**Selected extract**
┄┄┄┄┄┄┄┄┄┄┄┄┄┄┄┄┄┄┄┄
When the weather is nice, a high school girl might wear a new sleeveless shirt or dress with pride, but not many would even think about such a fashion choice if there were bruises up and down her arms. Mainland Regional’s Ashley Albright didn’t care this spring, however. She wears her bruises like a badge of honor.
Lacrosse players are a little different than your average high school girl.
Albright’s lacrosse and field hockey careers with the Mustangs were anything but average, as she graduated as one of the more highly decorated female athletes in recent school history. Her resume already is a page long, and she hasn’t even started college at Grand Valley State University in Allendale, Mich., yet. She collected eight varsity letters, was a two-year captain in both sports, and team MVP and first-team Cape-Atlantic League and Press of Atlantic City in lacrosse as a senior. She leaves as the school’s all-time leading scorer with 218 goals, was co-captain last summer for a team representing the United States during a tournament in Scotland and was second-team All-CAL for the Press in field hockey the past two years. Oh, and she’s also Miss Linwood.
“It’s been a pretty successful career. I’ve definitely seen myself transition throughout the years and get better. A lot of hard work went into it, and there have been a lot of people who have helped motivate me,” Albright said. “I just looked at each year and picked one thing I wanted to get better at, and I would work really hard to get better at that. Senior year, I just wanted to improve my overall game because college is coming up, and you need to improve before you get there.”
Albright always had talent, but lacrosse coach Bernadette Daley said it took a little while for her killer instinct to shine through. But once it did, Albright was unstoppable, scoring nearly 100 goals her senior year and helping the Mustangs to their first home playoff win in program history.
┄┄┄┄┄┄┄┄┄┄┄┄┄┄┄┄┄┄┄┄
**The tasks**
1) Based on the Ashley Albright profile, answer yes or no to each statement and quote the words that decide it: (a) Albright was a two-year captain in both of her sports. (b) Albright was named first-team All-CAL for the Press in field hockey. (c) Albright will attend college in Allendale, Mich.
2) Retype the Ashley Albright profile word for word, taking everything from "When the weather" down to "badge of honor.".
The lines after this profile aren't needed for anything here.

**Data section**
┄┄┄┄┄┄┄┄┄┄┄┄┄┄┄┄┄┄┄┄
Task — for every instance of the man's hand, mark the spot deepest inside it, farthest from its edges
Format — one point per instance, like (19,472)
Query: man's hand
┄┄┄┄┄┄┄┄┄┄┄┄┄┄┄┄┄┄┄┄
**Solved problems**
1)
(a) Yes: "was a two-year captain in both sports"
(b) No: "was second-team All-CAL for the Press in field hockey the past two years"
(c) Yes: "she hasn’t even started college at Grand Valley State University in Allendale, Mich., yet"

2)
When the weather is nice, a high school girl might wear a new sleeveless shirt or dress with pride, but not many would even think about such a fashion choice if there were bruises up and down her arms. Mainland Regional’s Ashley Albright didn’t care this spring, however. She wears her bruises like a badge of honor.